Directive A: Repeat the passage on Sumerian gods and the making of man, starting with "The editors on" and going on through "York. Time-Life. 1961)".
Directive B: Sum up the passage on Sumerian gods and the making of man in two sentences.
Directive C: In the passage on Sumerian gods and the making of man, who is Nammu?
━━━━━ Selection ━━━━━
The editors on man's creation of gods in his image:

"To the Sumerians the will of the gods was exhibited throughout the universe. They believed that the world had been created and was governed by an assembly of gods with human forms and faces. Religion had thus become anthropomorphic -man saw the gods in his image."

(p. 75. "In All Things, Gods." Courtland Canby. Editor. The Epic of Man. New York. Time-Life. 1961)

Kamer on the Sumerian notion that the god Enki (in Eridu) made man in "the image of the gods" (delegating the task to others):

"Enki gives the matter thought, leads forth the host of "good and princely fashioners,: and says to his mother, Nammu, the primeval sea:

"O my mother, the creature whose name you uttered, it exists,
Bind upon it the image (?) of the gods;
Mix the heart of the clay that is over the abyss,
The good and princely fashioners will thicken the clay,
You, do you bring the limbs into existence;
Ninmah (the earth-mother goddess) will work above you,
The goddess (of birth)...will stand by you at your
fashioning;
O my mother, decree its (the newborn's) fate,
Ninmah will bind upon it the image (?) of the gods,
It is man..."
━━━━━ Dataset section ━━━━━
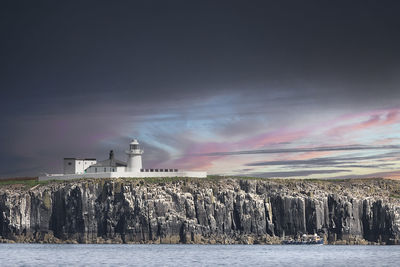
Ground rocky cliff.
[0,179,400,244]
━━━━━
Finished answer A:
The editors on man's creation of gods in his image:

"To the Sumerians the will of the gods was exhibited throughout the universe. They believed that the world had been created and was governed by an assembly of gods with human forms and faces. Religion had thus become anthropomorphic -man saw the gods in his image."

(p. 75. "In All Things, Gods." Courtland Canby. Editor. The Epic of Man. New York. Time-Life. 1961)

Finished answer B: The Sumerians believed the world was created and governed by an assembly of gods with human forms and faces, so their religion had become anthropomorphic and man saw the gods in his image. In a second excerpt, the god Enki has man made in "the image of the gods" by handing the work to others: he asks his mother Nammu, the primeval sea, to mix the clay and bring the limbs into existence, with the "good and princely fashioners" and Ninmah helping.

Finished answer C: Enki's mother, the primeval sea.